● Problem statement:
Answer these from the Wimbledon article:
(a) What does a tuk-tuk ride to the tennis cost?
(b) How many new courts are in the planned expansion?
(c) How many majors has Novak Djokovic won?
----- Text section
Wimbledon

Sunday 5 July 2026

Queues and Qs: Life at Wimbledon’s middle Sunday

There is a reason the SW19 crowd roots for the plucky qualifier, but today was the end of the road for Roman Safiullin

The Centre Court grass is 902 square metres but Wimbledon is boundless. Step into the upper air of Southfields, and you are met with purple and green bunting, bedecked shopfronts and tuk-tuks that carry you the six-minute ride to the tennis for £15. A planned expansion of 38 new courts and an 8,000-seater stadium says it all. Wimbledon is a great white covered in remoras. Message to the locals: hitch a ride or get eaten.

It is a steaming Sunday at Wimbledon and there is an energy. Some have the bewildered look of people staying up for England versus Mexico, others have sunstroke, and it isn’t easy to distinguish between the two. But, of course, we are not all in it together. Not really. Those in natty linen glide straight to the gates and shade. Queuers stand in line with a ticket towards a ticket. And let that be our metaphor for today’s fourth round match between Novak Djokovic and Roman Safiullin. Djokovic is a 24-time major winner on a stage where he has spent hundreds of hours. Safiullin is an unseeded journeyman with no career titles who belongs to the outside courts. He is also a man with a single letter by his name: Q.
----------
----- Recorded information
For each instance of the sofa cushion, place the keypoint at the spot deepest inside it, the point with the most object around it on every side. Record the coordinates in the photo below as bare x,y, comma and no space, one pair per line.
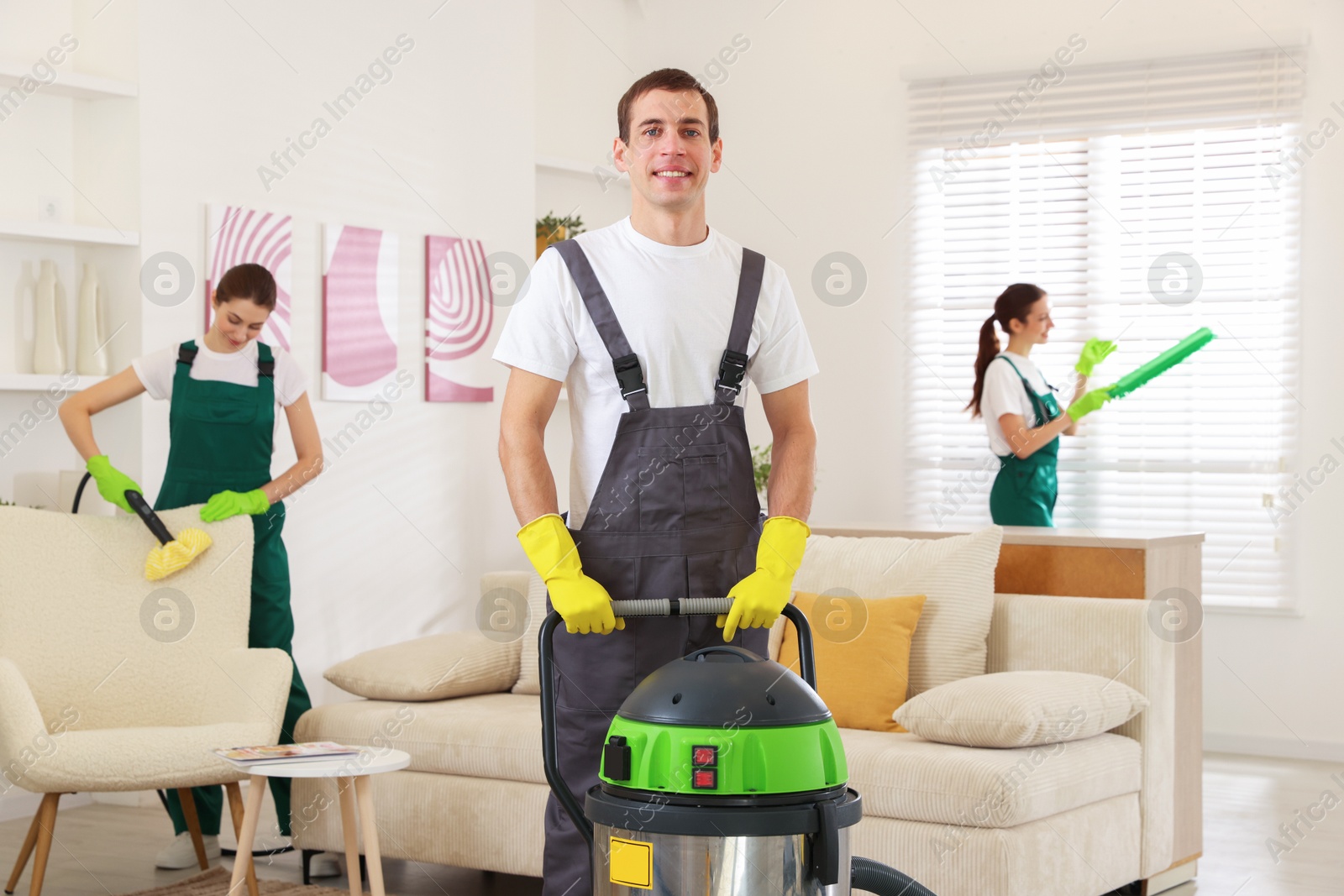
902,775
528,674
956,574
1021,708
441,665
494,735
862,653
----------
● Answer to this problem:
(a) £15
(b) 38
(c) 24